Europe's Toughest Trek: The Great Hike of Corsica
Touted as Europe's toughest trail, the legendary GR20 was the final beast on my thru-hiking bucket list — and I was ready for the challenge.

The French Grande Randonnée No. 20, better known as the GR20, is a "Great Hike" footpath that crosses the Mediterranean island of Corsica running from north to south, described as "one of the top trails in the world". The trail is considered to be the most difficult of all the GR routes in Europe, thanks to the loose rocks, snow and puddles, extreme heat and cold, or the climbing. The trail can demand over 3300 feet of vertical ascent in just 3 miles.
But, it is also the most rewarding trail: good views might come free in the great outdoors, but the best don't come without a bit of hard work.
Distance | 129.98 mi |
---|---|
Elevation gain | 44,475 ft |
Elevation loss | 44,549 ft |
Time | 13 days |
About the trail
Between the northern starting point at Calenzana to the finish at Conca in the south, there are hidden mountain lakes, expansive sea views, rugged and rocky cliffs, and remarkable panoramas.

=== Data excerpt ===
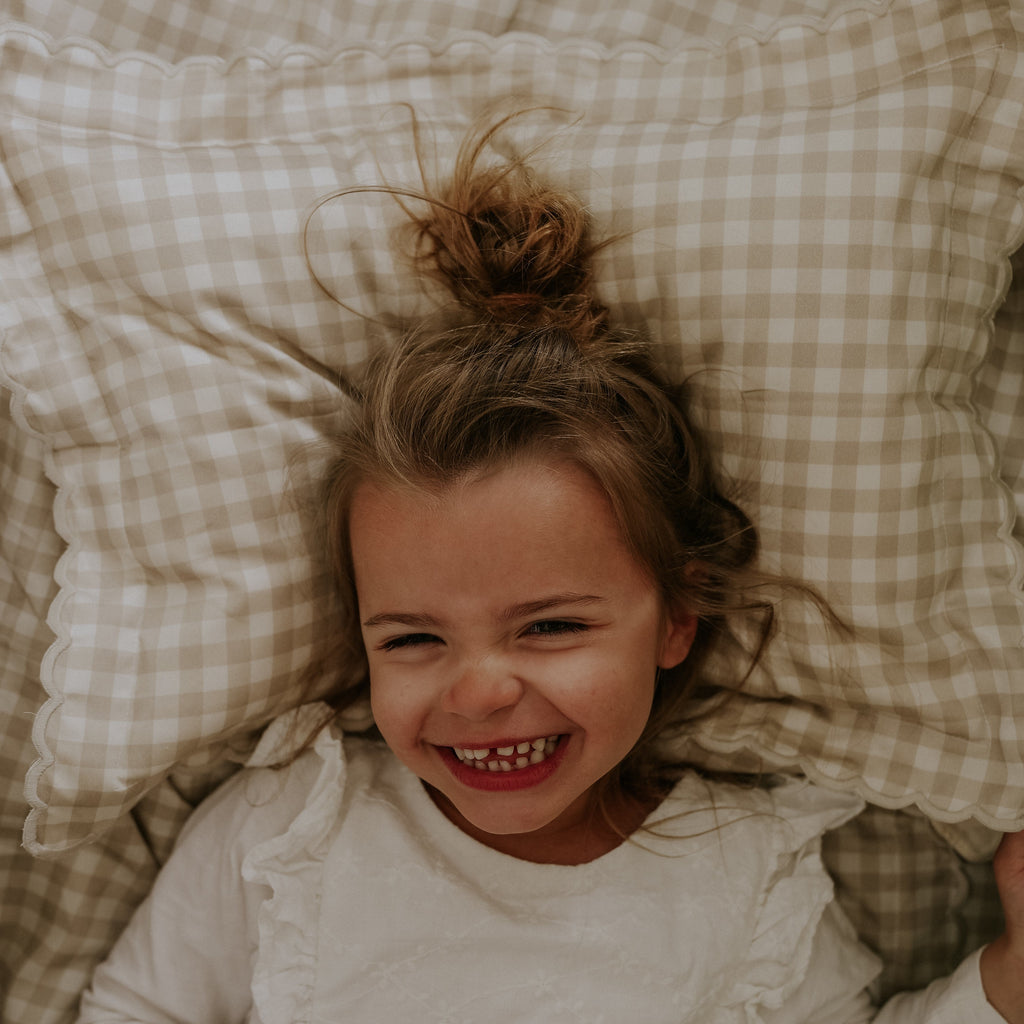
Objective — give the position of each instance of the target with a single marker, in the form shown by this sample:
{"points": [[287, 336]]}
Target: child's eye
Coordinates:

=== Objectives ===
**a)** Reproduce the GR20 text precisely, everything from "Europe's Toughest Trek: The" down to "of hard work.".
**b)** Answer these questions using the GR20 text:
(i) Which Mediterranean island does the trail cross?
(ii) What time is listed for the hike?
(iii) Where is the trail's northern starting point?

=== Responses to the tasks ===
**a)**
Europe's Toughest Trek: The Great Hike of Corsica
Touted as Europe's toughest trail, the legendary GR20 was the final beast on my thru-hiking bucket list — and I was ready for the challenge.

The French Grande Randonnée No. 20, better known as the GR20, is a "Great Hike" footpath that crosses the Mediterranean island of Corsica running from north to south, described as "one of the top trails in the world". The trail is considered to be the most difficult of all the GR routes in Europe, thanks to the loose rocks, snow and puddles, extreme heat and cold, or the climbing. The trail can demand over 3300 feet of vertical ascent in just 3 miles.
But, it is also the most rewarding trail: good views might come free in the great outdoors, but the best don't come without a bit of hard work.

**b)**
(i) Corsica
(ii) 13 days
(iii) Calenzana